**Material provided:**
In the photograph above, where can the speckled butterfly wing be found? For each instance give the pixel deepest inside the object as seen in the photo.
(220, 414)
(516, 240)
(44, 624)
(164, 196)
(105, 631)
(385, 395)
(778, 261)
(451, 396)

**Exercise objective:** Retype the data in full, precisely as given.

**Exercise result:**
In the photograph above, where can the speckled butterfly wing be found? For each instance give the pixel deepest inside the object as seen in the photo.
(220, 414)
(516, 240)
(44, 624)
(164, 196)
(105, 631)
(385, 395)
(778, 261)
(451, 396)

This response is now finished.